# Instructions for the task
Copy the listing below from the line containing "Would you mind pinning the person wearing" down to its end, keeping the requests as they are. Scale every coordinate by 1.25 and round to whole numbers, with halves rounded up.
· · · · · · ·
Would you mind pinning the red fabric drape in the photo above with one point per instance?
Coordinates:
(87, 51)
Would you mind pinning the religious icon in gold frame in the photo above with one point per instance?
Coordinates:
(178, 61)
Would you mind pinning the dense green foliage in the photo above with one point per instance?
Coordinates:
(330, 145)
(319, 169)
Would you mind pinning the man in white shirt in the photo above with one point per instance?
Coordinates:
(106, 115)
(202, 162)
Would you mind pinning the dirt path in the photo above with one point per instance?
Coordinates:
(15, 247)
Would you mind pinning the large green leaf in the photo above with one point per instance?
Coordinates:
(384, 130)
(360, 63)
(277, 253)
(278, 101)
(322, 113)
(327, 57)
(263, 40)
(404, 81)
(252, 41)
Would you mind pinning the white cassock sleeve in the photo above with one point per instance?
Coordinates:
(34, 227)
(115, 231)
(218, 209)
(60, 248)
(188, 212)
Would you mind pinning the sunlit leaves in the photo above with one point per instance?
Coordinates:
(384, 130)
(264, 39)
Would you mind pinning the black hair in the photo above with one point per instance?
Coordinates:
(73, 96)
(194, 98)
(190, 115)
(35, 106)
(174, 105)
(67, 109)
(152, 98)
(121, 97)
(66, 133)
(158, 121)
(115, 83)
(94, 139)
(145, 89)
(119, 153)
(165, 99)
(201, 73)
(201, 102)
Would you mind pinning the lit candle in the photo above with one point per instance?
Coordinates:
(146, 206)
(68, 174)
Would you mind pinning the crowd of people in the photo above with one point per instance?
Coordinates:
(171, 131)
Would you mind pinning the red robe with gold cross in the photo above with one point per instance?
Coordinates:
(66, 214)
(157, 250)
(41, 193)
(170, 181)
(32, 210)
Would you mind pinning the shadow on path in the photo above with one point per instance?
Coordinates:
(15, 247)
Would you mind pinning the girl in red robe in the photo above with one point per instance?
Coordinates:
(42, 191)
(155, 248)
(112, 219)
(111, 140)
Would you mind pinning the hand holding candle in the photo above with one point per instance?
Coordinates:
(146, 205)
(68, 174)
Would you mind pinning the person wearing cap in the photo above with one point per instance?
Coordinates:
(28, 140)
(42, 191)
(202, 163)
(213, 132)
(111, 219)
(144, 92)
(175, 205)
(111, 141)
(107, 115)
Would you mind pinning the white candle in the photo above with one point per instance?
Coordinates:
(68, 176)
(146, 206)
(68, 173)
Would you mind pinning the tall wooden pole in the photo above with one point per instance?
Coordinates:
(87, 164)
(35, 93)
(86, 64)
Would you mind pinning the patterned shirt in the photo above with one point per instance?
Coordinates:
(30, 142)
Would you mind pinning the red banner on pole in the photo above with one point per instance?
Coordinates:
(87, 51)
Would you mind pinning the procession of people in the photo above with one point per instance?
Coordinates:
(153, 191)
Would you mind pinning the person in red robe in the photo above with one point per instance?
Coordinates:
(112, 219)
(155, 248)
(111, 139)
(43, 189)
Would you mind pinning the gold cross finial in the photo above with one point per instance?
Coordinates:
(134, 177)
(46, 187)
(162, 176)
· · · · · · ·
# Result of the exercise
Would you mind pinning the person wearing cap in the photo above with one point per instance?
Coordinates:
(35, 175)
(53, 239)
(253, 204)
(266, 165)
(139, 274)
(180, 115)
(219, 256)
(139, 176)
(134, 144)
Would you mind pinning the white candle in the photo above with one point per instance?
Coordinates:
(85, 220)
(183, 258)
(85, 216)
Would you mind pinning the tall wooden pole in the photo above with one point per instance?
Coordinates:
(109, 205)
(44, 116)
(108, 80)
Would you mind pinning the patterned shirt in the photo above with one point per instance?
Coordinates:
(38, 178)
Would you mind pinning the red banner on pole in the photo above with one point per instance?
Coordinates:
(109, 64)
Would you mind pinning the procession of people in the photo above with one point per instance?
Coordinates:
(191, 239)
Would you mind pinning the person in red robe in the photo above with one point per instance?
Coordinates:
(140, 274)
(194, 310)
(139, 174)
(54, 236)
Would you mind pinning the gold cross finial in the photo above with one point per instance?
Coordinates:
(168, 221)
(58, 234)
(203, 220)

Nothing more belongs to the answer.